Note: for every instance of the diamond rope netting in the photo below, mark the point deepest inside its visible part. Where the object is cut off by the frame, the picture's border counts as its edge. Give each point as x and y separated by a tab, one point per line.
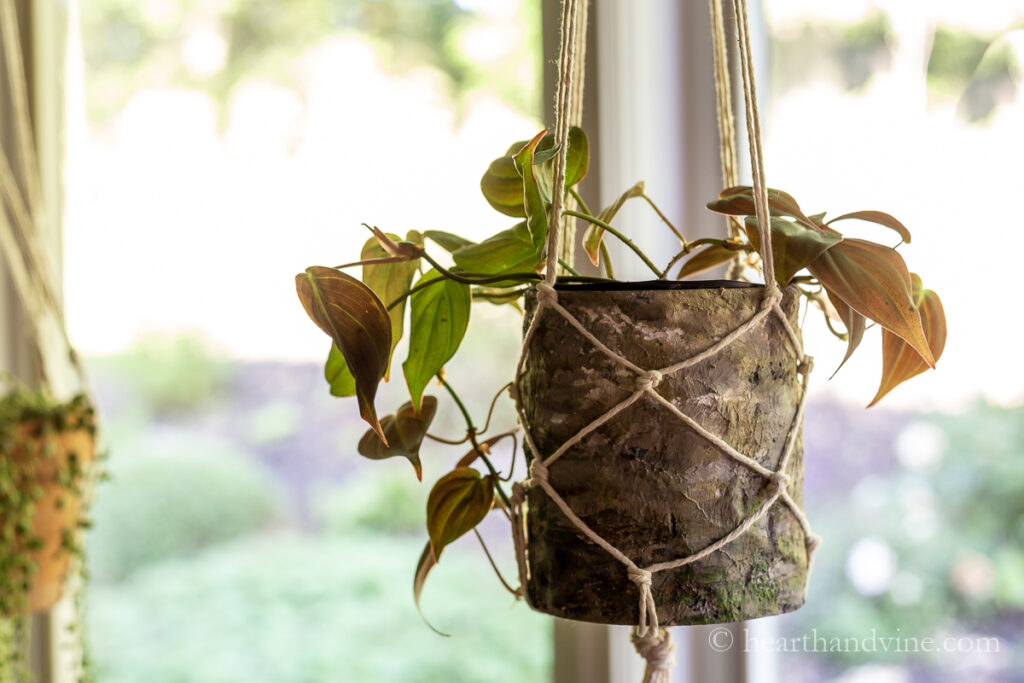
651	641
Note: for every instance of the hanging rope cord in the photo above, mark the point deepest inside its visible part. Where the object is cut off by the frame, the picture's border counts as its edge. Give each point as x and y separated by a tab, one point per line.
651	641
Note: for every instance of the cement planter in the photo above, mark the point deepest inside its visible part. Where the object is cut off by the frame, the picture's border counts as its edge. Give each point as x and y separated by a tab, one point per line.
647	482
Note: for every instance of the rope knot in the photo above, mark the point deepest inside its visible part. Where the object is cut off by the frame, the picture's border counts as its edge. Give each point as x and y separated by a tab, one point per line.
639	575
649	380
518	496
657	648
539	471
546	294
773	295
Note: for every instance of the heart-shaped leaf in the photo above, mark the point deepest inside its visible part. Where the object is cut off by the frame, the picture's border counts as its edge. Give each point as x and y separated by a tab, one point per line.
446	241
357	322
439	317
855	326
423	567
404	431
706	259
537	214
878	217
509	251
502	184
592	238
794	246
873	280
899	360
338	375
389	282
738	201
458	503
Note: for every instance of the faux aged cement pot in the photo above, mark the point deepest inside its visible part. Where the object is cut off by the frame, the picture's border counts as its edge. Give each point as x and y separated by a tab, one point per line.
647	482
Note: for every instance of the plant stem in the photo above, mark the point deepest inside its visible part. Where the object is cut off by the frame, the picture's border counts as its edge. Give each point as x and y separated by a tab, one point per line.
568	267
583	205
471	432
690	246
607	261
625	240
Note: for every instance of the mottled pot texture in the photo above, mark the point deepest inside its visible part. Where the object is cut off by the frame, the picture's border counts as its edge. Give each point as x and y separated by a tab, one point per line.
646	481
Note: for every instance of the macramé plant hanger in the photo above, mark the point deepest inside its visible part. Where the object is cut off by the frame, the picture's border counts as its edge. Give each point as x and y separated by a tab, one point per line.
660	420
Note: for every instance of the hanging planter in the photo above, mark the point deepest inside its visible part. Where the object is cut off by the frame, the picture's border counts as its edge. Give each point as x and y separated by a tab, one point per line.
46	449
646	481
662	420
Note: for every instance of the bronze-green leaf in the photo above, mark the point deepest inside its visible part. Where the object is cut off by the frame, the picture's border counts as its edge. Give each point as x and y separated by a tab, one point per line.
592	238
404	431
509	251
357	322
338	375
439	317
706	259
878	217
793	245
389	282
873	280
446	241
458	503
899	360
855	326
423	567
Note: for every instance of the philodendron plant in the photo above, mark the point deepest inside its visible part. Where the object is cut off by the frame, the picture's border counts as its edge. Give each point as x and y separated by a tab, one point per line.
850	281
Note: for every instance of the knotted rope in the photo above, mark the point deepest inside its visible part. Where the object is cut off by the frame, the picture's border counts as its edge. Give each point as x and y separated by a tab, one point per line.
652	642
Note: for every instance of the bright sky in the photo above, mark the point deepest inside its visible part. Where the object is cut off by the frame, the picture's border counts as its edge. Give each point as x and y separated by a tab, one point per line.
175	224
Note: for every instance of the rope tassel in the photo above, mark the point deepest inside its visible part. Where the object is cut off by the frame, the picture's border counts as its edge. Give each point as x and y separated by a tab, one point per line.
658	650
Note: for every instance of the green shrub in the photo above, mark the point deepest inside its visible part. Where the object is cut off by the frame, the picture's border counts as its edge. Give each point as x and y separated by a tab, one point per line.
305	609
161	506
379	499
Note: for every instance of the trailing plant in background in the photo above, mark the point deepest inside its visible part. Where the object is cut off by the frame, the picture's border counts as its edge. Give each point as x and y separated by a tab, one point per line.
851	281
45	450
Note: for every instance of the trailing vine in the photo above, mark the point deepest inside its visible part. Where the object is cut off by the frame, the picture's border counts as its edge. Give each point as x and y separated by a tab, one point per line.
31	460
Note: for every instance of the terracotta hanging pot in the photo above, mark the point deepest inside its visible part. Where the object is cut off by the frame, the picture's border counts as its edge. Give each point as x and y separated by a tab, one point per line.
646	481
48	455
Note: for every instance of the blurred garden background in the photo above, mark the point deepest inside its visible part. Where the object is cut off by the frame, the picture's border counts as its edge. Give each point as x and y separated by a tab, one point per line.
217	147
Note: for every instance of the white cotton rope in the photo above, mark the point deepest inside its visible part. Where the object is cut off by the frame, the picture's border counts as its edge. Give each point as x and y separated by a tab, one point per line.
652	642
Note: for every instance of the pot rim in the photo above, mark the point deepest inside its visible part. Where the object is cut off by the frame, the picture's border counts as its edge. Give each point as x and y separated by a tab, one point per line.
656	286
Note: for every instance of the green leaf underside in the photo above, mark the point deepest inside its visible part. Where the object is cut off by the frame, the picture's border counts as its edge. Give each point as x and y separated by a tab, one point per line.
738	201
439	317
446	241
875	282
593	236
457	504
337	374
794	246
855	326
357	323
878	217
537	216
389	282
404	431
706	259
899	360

-=-=-=-=-

▶ [Directions for this task]
Write the material out again exactly. Skip each picture.

▶ [Worked solution]
Note: for every instance of the diamond rope netting in the photo below, mark the point deepest inside its visible part. Where the object is cut off by the frame, the picture's border counts as its edge. Give each point as x and y separated by a tab, one point per line.
651	641
Note: for every instance of the hanging rope cord in the photo above, mark the point deepest inside its visible part. Where the object is cut off by the frame, the picture's border counts as its edge. Give each point as x and y separated by a tab, one point per line.
651	641
Note: for every instance of the cement planter in the photo above, mark the point deepest inside its visible part. Where the object is cut off by the frame, the picture's border counts as its edge. Give each point as x and y separated by a tab, one point per line.
647	482
Note: for every instance of the rope knot in the photo above, mark the point deepest inside its visible part. Where the object is cut off by the frame, the picture's border counts as its edge. Give each point as x and y separated by a tab, one point per line.
639	575
649	380
518	496
657	648
539	471
546	294
773	295
Note: for every instance of the heart-shaped leaf in the photo above, mark the point deepest inside its visible part. Where the object is cut off by the frame, the picture's border counts as its edge. Give each point as x and y separated by a tab, one point per line.
446	241
357	322
439	317
855	326
423	567
404	431
706	259
537	214
878	217
509	251
502	184
592	238
794	246
873	280
899	360
338	375
389	282
738	201
458	503
Note: for every instance of the faux aged cement pot in the photo above, mark the point deepest inside its visible part. Where the object is cut off by the frame, the picture's border counts as its edge. Give each point as x and y separated by a tab, one point per line.
647	482
Note: for every instance of the plant stem in the photo above, mark the point deepest inside its visible part. Where the object is cut off by the frame, the picture's border counts as its edge. Give each point as x and y separated by a tab, one point per line.
568	267
583	205
471	432
690	246
607	261
625	240
Note: for every instance of the mottled pot texture in the photo above, mark the point deepest inside its visible part. Where the object is cut off by the frame, the picture's border counts as its edge. Give each point as x and y separated by a tab, one point per line.
646	481
Note: for every instance of the macramé plant hanger in the photo above, mark the point deepest inside its visible part. Where the object is cut off by the frame, the picture's border counts as its edge. Give each point as x and y separated by a tab, one point per line.
660	420
Note: for every instance of the hanging planter in the photo above, mark the point deepest inside its visible part. Where the object is cut off by the frame, the picture's border counts as its edge. Give each point as x and y separated by a tab, one point per line.
46	449
646	481
662	420
Note: for every instance of the bronze-green leaf in the photo above, mark the point deepest inside its visible part. Where the object is cut off by the frame, the picture's border counts as its edge. Give each point as x and y separated by a tab, one point per line.
592	238
404	431
509	251
357	322
338	375
439	317
706	259
878	217
793	245
389	282
873	280
446	241
458	503
899	360
855	326
423	567
Note: for every instance of the philodendron plant in the photo above, mark the point deepest inside its visible part. Where the object is cut off by the frame, the picture's border counts as its edge. Give each point as x and y separated by a tab, one point per line.
850	281
Note: for every instance of the knotted rope in the photo above, mark the point deepest inside its visible part. Where the object is cut off by the frame, the picture's border counts as its edge. Give each point as x and y separated by a tab, one point per line.
652	642
Note: for every instance of the bright sky in the photo above, mark the point deepest inside its visible part. Where the object is cut off by the frame, the picture's border counts as its edge. Give each point as x and y separated by a tab, one point per line.
175	224
Note: for every instance of the rope tassel in the photo above, mark the point deepest inside its visible part. Where the object is cut off by the frame, the picture's border counts as its edge. Give each point as x and y separated by a tab, one point per line.
658	650
Note: for every instance of the green shrub in the photo above, mark the point deepest inside its visible part. Where the object is cut off by the frame, the picture's border counts as its edge. Give each point as x and y separated by a tab, one point per line.
305	609
161	506
379	499
Note: for every instance of the trailing plant in background in the photo above, mark the point deepest inside its visible part. Where the object is cut off by the frame, the picture's border counts as its edge. Give each point as x and y separated by a tab, one point per line.
851	281
45	450
Note: for every instance of the trailing vine in the photo above, mark the point deepest inside its visible part. Where the object is cut off by the frame, the picture's border counts as its edge. Give each point as x and y separated by a tab, one point per line.
31	460
Note: for every instance of the terracotta hanging pot in the photo above, mark the point deepest inside its visible part. Where the object is cut off by the frame, the picture's border counts as its edge. Give each point as x and y separated by a tab, one point per line.
646	481
48	455
Note: for every instance of the blurred garden background in the photo above, mark the point deepest inside its visible part. Where the object is cut off by the frame, the picture's border counts as its edge. Give each point as x and y separated by a tab, one point per line.
217	147
Note: for every instance of the white cotton rope in the photo above, mark the point deepest inside its visible part. Where the object is cut off by the frame, the picture's border counts as its edge. Give each point as x and y separated by a tab, one point per line.
652	642
Note: for every instance of the pot rim in the photo above, mark the point deepest inside its visible part. Where the object is cut off by the frame, the picture's border counts as its edge. Give each point as x and y separated by a tab, one point per line.
656	286
Note: for every instance of the green leaf underside in the photo above, mark the point deepest inside its visible part. Where the object is cut off by the frame, the picture's border counts as its edge. Give each point as x and y separated by a tab, one point per line.
738	201
439	317
446	241
875	282
593	236
457	504
337	374
794	246
855	326
357	323
878	217
537	216
389	282
404	431
706	259
899	360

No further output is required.